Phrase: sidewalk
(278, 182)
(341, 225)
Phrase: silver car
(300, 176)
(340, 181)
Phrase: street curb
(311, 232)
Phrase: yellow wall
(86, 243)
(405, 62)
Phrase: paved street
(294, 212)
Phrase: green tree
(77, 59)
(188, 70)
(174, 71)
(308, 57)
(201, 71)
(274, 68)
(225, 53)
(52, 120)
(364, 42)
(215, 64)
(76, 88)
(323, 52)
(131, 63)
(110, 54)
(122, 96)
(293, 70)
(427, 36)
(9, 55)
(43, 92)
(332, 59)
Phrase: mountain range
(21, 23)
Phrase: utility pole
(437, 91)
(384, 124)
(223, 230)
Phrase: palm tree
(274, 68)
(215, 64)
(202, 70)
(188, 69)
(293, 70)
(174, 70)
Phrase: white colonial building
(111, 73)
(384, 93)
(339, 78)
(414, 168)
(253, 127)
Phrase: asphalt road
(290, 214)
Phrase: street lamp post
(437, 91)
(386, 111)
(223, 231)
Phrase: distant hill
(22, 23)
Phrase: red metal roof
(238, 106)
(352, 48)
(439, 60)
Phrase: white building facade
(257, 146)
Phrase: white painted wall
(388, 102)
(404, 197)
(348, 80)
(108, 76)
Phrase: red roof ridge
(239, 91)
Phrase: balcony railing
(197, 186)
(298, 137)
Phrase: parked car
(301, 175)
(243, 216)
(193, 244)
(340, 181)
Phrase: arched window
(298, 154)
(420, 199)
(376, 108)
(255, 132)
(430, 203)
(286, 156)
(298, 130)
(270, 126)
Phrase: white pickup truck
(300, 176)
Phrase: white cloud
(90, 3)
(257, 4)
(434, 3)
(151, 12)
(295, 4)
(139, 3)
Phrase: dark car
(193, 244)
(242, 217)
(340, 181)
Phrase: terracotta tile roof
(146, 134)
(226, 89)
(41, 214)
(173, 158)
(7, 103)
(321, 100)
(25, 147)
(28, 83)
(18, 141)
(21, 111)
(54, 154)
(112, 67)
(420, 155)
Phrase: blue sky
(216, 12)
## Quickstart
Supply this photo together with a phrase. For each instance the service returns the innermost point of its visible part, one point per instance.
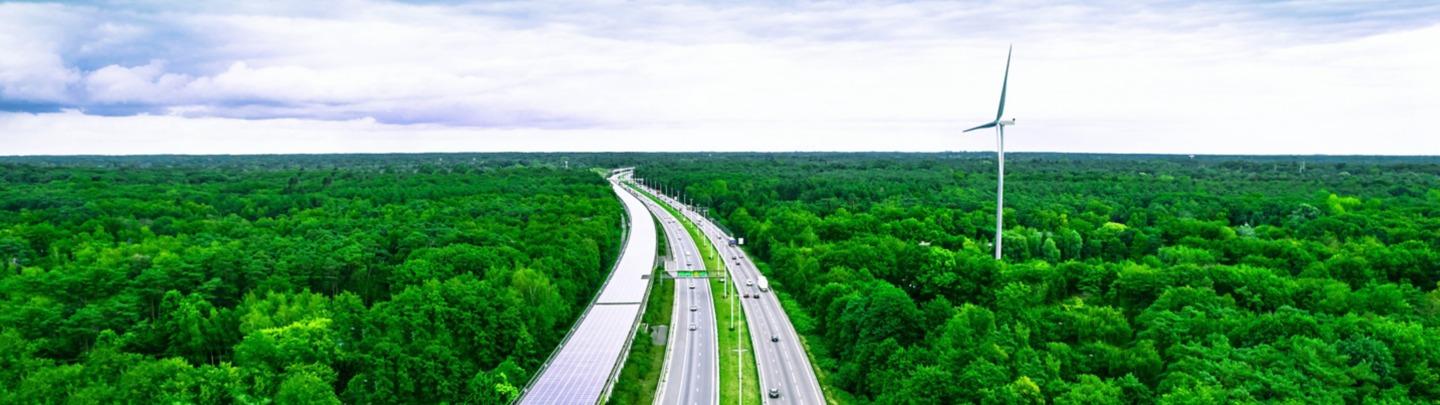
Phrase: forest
(1125, 280)
(448, 278)
(293, 278)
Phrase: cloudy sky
(1265, 77)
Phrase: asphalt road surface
(784, 363)
(693, 365)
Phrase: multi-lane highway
(582, 369)
(693, 365)
(782, 362)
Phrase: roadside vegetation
(645, 365)
(729, 339)
(365, 284)
(1126, 280)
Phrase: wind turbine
(1000, 150)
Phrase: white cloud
(1227, 77)
(30, 65)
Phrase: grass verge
(729, 339)
(642, 369)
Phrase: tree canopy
(1126, 280)
(192, 284)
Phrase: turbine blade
(1004, 84)
(981, 127)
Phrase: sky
(1226, 77)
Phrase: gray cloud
(922, 68)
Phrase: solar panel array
(579, 372)
(627, 283)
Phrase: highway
(582, 369)
(782, 362)
(691, 361)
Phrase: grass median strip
(729, 339)
(645, 365)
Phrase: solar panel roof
(627, 284)
(579, 372)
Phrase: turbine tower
(1000, 150)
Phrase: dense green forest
(270, 281)
(1145, 280)
(447, 278)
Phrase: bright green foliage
(346, 286)
(1125, 280)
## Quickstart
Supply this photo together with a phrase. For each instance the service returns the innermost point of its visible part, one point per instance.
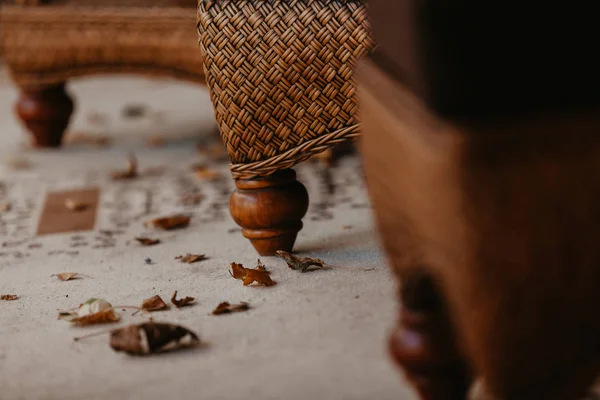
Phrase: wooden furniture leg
(423, 344)
(504, 213)
(46, 113)
(270, 210)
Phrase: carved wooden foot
(270, 210)
(46, 113)
(424, 344)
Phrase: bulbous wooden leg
(424, 346)
(46, 113)
(270, 210)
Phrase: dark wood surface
(503, 214)
(471, 58)
(270, 210)
(46, 113)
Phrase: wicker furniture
(483, 166)
(45, 43)
(280, 75)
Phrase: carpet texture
(318, 335)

* What you should do:
In your copy, include every record word for word but no pictures.

* Response box:
Phrase: sidewalk
(278, 182)
(341, 225)
Phrase: silver car
(300, 176)
(340, 181)
Phrase: street curb
(311, 232)
Phrase: yellow wall
(86, 243)
(405, 62)
Phrase: paved street
(294, 212)
Phrase: green tree
(77, 59)
(188, 70)
(174, 71)
(308, 57)
(201, 71)
(274, 68)
(225, 53)
(52, 120)
(364, 42)
(215, 64)
(76, 88)
(323, 52)
(131, 63)
(110, 54)
(122, 96)
(293, 70)
(427, 36)
(9, 55)
(43, 92)
(332, 59)
Phrase: mountain range
(21, 23)
Phrase: utility pole
(437, 91)
(384, 124)
(223, 230)
Phrase: palm tree
(274, 68)
(215, 64)
(202, 70)
(188, 69)
(293, 70)
(174, 70)
Phrase: white colonial building
(111, 73)
(384, 93)
(339, 78)
(414, 168)
(253, 127)
Phrase: asphalt road
(290, 214)
Phrase: street lamp post
(437, 91)
(386, 111)
(223, 231)
Phrase: distant hill
(22, 23)
Phrase: red metal roof
(238, 106)
(352, 48)
(439, 60)
Phrase: white building facade
(257, 146)
Phrase: white painted wall
(388, 102)
(404, 197)
(348, 80)
(108, 76)
Phrase: red roof ridge
(239, 91)
Phrase: balcony railing
(197, 186)
(298, 137)
Phrase: parked car
(301, 175)
(243, 216)
(193, 244)
(340, 181)
Phrase: arched window
(298, 154)
(420, 199)
(376, 108)
(255, 132)
(430, 203)
(286, 156)
(298, 130)
(270, 126)
Phrase: white pickup truck
(300, 176)
Phrase: white cloud
(90, 3)
(257, 4)
(434, 3)
(151, 12)
(295, 4)
(139, 3)
Phrase: dark car
(193, 244)
(242, 217)
(340, 181)
Phrase: terracotta tile roof
(146, 134)
(226, 89)
(41, 214)
(173, 158)
(7, 103)
(321, 100)
(25, 147)
(28, 83)
(18, 141)
(21, 111)
(54, 154)
(112, 67)
(420, 155)
Phrase: blue sky
(216, 12)
## Quickstart
Supply this photo together with a phrase. For each instance the service returns the innermost point of its visible part, one point per instance.
Phrase: forest
(1125, 280)
(448, 278)
(293, 278)
Phrase: cloudy sky
(1265, 77)
Phrase: asphalt road surface
(784, 363)
(693, 365)
Phrase: multi-lane highway
(582, 369)
(693, 365)
(782, 362)
Phrase: roadside vegetation
(645, 365)
(729, 339)
(365, 284)
(1126, 280)
Phrase: wind turbine
(1000, 150)
Phrase: white cloud
(1227, 77)
(30, 65)
Phrase: grass verge
(729, 339)
(642, 369)
Phrase: tree canopy
(1126, 280)
(192, 284)
Phrase: turbine blade
(1004, 84)
(981, 127)
Phrase: sky
(1226, 77)
Phrase: gray cloud
(922, 68)
Phrase: solar panel array
(579, 372)
(627, 283)
Phrase: highway
(582, 369)
(782, 362)
(691, 361)
Phrase: grass median strip
(729, 339)
(645, 365)
Phrase: solar panel roof
(627, 284)
(579, 372)
Phrase: turbine tower
(1000, 150)
Phrase: dense green forest
(270, 281)
(1145, 280)
(447, 278)
Phrase: bright green foliage
(346, 286)
(1125, 280)
## Quickstart
Supply this photo together with a phrase. For each instance the service returns the innermost point of its visible part, one point per instance.
Phrase: wooden furniture leg
(423, 344)
(504, 213)
(46, 113)
(270, 210)
Phrase: carved wooden foot
(270, 210)
(46, 113)
(424, 344)
Phrase: bulbous wooden leg
(424, 346)
(46, 113)
(270, 210)
Phrase: dark wood surface
(503, 214)
(471, 58)
(270, 210)
(46, 113)
Phrase: wicker furniture
(483, 166)
(45, 43)
(280, 75)
Phrase: carpet texture
(318, 335)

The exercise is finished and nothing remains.